Page extract:

** start **

# My new babies!



## amandahalterman (Aug 11, 2012)

Only know what some of them are, 2 black giants, 2 red sex links, 2 red productions, 1 barred rock, 1 silkie, the next 6 were a bantam assortment, so I'm not sure what they are...


----------



## kaufranc (Oct 3, 2012)

They are so cute! What color is the Silkie suppose to be? She is so small!


----------



## Apyl (Jun 20, 2012)

So cute the little black anf white one looks just like my Ancona did as a chick.


----------



## ChickenAdmin (Jun 4, 2012)

Great pics!


----------



## kahiltna_flock (Sep 20, 2012)

Adorable! Congrats on your new babies.


----------



## Cluckspert (Mar 12, 2013)

I see feathers on the legs of one... Cochin?


----------



## 7chicks (Jun 29, 2012)

Too darned cute Amanda!!!


----------



## amandahalterman (Aug 11, 2012)

** end **

Data segment:
** start **

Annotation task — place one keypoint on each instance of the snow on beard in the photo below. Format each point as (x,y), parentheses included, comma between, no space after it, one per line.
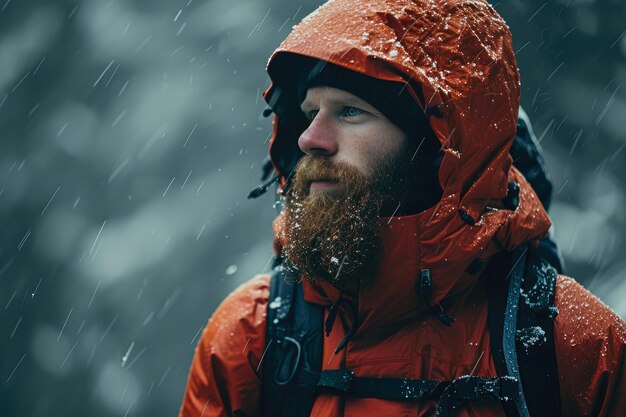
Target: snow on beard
(333,234)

** end **

In the chick thread, what breed does one reply guess after noticing feathers on a chick's legs? Rely only on the chick thread.

Cochin.